### OPDRACHT A:
Werk in de records de regels bij, te beginnen bij de regel met "Task: one point marks each instance of the turquoise" en eindigend bij de regel met "x=74, y=101". Vervang daarin "turquoise sea" door "calm sea", laat al het andere ongewijzigd en geef alleen die regels terug.

### TEKSTFRAGMENT:
○ ○ ○ ○

PRISING. “Ik zou uw vaststelling niet veralgemenen. In mijn geboorteland Zweden was de toestand van de economie aan het begin van de jaren tachtig rampzalig. Dat heeft geleid tot een gevoel van urgentie dat de vertegenwoordigers van de werknemers, de werkgevers en de overheid tot een compromis heeft gedwongen. We hebben in Duitsland hetzelfde gezien. Er zijn landen die de sprong hebben gewaagd. Ze hebben toegegeven dat ze het systeem moesten aanpassen en dat ze, in samenspraak, een deel van de sociale verworvenheden moesten herzien. Als ze dat niet deden, dan zouden hun ondernemingen in de mondiale concurrentie ten onder gaan. Ik hoop dat alle partijen hun ideologische standpunten een moment opzijzetten om de veranderingen op de arbeidsmarkt met een toekomstgerichte blik te bekijken. Je moet voor de toekomst durven te gaan, in plaats van altijd naar het verleden te kijken.”

Uit recente verkiezingen over zo’n beetje de hele wereld blijkt die toekomst felle weerstand op te roepen. Hoe krijg je de mensen mee in een toekomstgerichte en positieve beweging?

○ ○ ○ ○

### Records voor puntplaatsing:
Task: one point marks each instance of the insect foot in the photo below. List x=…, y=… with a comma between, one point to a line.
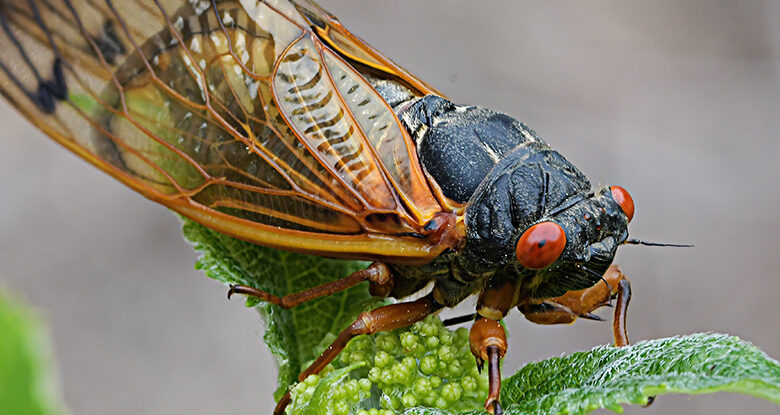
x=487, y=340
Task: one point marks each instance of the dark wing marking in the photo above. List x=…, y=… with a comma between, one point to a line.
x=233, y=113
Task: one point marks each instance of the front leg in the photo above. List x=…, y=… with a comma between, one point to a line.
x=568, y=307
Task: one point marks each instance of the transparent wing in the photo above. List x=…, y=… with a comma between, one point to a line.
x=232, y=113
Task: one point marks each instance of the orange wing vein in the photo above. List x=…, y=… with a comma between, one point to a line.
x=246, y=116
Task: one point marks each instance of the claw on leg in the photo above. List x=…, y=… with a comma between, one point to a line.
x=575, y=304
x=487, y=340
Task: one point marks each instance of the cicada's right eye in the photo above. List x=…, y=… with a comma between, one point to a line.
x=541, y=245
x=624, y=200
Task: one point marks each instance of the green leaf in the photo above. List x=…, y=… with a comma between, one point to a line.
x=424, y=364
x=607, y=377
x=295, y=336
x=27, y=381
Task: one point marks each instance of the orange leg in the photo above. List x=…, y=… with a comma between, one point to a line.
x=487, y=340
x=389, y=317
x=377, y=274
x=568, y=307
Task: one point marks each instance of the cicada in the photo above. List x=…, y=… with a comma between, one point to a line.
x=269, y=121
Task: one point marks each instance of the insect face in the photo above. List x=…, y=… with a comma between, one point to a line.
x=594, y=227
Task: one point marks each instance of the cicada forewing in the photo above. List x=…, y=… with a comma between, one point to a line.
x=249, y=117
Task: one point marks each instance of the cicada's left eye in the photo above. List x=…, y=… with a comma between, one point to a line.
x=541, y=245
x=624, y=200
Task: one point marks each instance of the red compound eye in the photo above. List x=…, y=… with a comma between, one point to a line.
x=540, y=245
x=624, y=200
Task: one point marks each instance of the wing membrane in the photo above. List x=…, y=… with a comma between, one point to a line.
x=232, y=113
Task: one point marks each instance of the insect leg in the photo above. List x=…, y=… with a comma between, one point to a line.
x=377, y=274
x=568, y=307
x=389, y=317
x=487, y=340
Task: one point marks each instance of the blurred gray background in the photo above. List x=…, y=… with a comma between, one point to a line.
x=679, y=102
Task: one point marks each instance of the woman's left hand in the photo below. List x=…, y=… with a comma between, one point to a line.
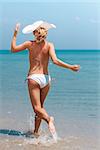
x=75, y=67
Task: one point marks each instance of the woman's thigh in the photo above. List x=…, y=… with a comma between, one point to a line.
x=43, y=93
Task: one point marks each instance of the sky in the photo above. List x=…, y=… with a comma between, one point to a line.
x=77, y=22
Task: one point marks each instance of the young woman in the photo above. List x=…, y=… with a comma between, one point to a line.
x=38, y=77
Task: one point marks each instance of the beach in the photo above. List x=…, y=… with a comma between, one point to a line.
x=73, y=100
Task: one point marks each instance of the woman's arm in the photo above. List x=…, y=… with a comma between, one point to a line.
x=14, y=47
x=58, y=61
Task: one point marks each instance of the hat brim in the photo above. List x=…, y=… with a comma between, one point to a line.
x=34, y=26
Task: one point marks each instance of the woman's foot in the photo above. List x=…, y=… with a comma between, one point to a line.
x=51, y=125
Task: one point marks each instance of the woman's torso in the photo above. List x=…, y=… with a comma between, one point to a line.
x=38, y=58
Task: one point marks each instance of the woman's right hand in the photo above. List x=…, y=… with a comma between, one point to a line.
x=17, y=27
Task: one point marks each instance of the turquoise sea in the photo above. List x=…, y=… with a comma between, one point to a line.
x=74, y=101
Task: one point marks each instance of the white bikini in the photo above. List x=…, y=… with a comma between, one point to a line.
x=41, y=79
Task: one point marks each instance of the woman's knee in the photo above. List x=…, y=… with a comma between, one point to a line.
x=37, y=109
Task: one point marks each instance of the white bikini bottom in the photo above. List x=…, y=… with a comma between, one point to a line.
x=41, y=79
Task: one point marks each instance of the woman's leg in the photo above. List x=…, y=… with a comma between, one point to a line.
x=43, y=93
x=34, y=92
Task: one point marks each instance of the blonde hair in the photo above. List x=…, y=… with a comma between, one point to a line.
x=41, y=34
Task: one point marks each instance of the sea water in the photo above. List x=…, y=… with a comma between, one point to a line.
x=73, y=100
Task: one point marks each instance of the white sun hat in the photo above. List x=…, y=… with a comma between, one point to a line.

○ ○ ○ ○

### OPDRACHT B:
Neem alsjeblieft het interviewfragment woordelijk en volledig over.

### UITWERKING OPDRACHT A:
Task: one point marks each instance of the calm sea in the photo above. List x=…, y=… with a comma between, one point to a line.
x=74, y=101

### UITWERKING OPDRACHT B:
PRISING. “Ik zou uw vaststelling niet veralgemenen. In mijn geboorteland Zweden was de toestand van de economie aan het begin van de jaren tachtig rampzalig. Dat heeft geleid tot een gevoel van urgentie dat de vertegenwoordigers van de werknemers, de werkgevers en de overheid tot een compromis heeft gedwongen. We hebben in Duitsland hetzelfde gezien. Er zijn landen die de sprong hebben gewaagd. Ze hebben toegegeven dat ze het systeem moesten aanpassen en dat ze, in samenspraak, een deel van de sociale verworvenheden moesten herzien. Als ze dat niet deden, dan zouden hun ondernemingen in de mondiale concurrentie ten onder gaan. Ik hoop dat alle partijen hun ideologische standpunten een moment opzijzetten om de veranderingen op de arbeidsmarkt met een toekomstgerichte blik te bekijken. Je moet voor de toekomst durven te gaan, in plaats van altijd naar het verleden te kijken.”

Uit recente verkiezingen over zo’n beetje de hele wereld blijkt die toekomst felle weerstand op te roepen. Hoe krijg je de mensen mee in een toekomstgerichte en positieve beweging?